_WHAT THE TASK REQUIRES:_ Rewrite the lines from the one containing "pool</item>, your assistance would be valued." through the end of the listing, including that line, with "valued" substituted by "appreciated" and everything else unchanged. Give only those lines.

** begin DATA LISTING **

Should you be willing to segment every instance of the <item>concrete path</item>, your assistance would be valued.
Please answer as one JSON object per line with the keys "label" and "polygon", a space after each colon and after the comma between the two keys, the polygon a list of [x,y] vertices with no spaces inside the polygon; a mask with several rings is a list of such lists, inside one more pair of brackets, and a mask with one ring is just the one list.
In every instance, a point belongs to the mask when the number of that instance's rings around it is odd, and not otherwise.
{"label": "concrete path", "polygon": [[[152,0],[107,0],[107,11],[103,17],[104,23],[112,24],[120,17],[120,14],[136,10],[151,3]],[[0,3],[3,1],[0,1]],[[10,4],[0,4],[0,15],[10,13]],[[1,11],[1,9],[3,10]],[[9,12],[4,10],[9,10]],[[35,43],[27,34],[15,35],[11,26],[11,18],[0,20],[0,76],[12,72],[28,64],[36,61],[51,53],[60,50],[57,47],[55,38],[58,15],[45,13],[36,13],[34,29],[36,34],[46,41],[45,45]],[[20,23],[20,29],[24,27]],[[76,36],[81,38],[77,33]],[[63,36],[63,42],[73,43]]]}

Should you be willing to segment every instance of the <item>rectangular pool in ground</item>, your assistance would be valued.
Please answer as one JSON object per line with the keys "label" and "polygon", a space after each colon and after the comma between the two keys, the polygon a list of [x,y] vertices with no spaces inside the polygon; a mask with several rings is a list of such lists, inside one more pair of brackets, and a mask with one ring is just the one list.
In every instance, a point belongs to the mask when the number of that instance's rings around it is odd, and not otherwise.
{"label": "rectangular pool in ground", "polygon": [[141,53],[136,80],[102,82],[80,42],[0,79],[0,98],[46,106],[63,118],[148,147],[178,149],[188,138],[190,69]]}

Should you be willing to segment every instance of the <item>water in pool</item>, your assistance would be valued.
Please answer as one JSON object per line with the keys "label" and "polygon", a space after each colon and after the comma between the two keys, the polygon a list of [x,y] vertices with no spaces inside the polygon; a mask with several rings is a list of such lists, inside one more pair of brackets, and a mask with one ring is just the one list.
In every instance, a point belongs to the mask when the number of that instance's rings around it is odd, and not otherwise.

** end DATA LISTING **

_PROBLEM SOLUTION:_
Should you be willing to segment every instance of the <item>water in pool</item>, your assistance would be appreciated.
Please answer as one JSON object per line with the keys "label" and "polygon", a space after each colon and after the comma between the two keys, the polygon a list of [x,y] vertices with no spaces inside the polygon; a mask with several rings is a list of such lists, inside one more pair of brackets, and a mask with one ring is just the one list.
In every instance, a point belongs to the mask when the number of that instance's rings around it is odd, and not otherwise.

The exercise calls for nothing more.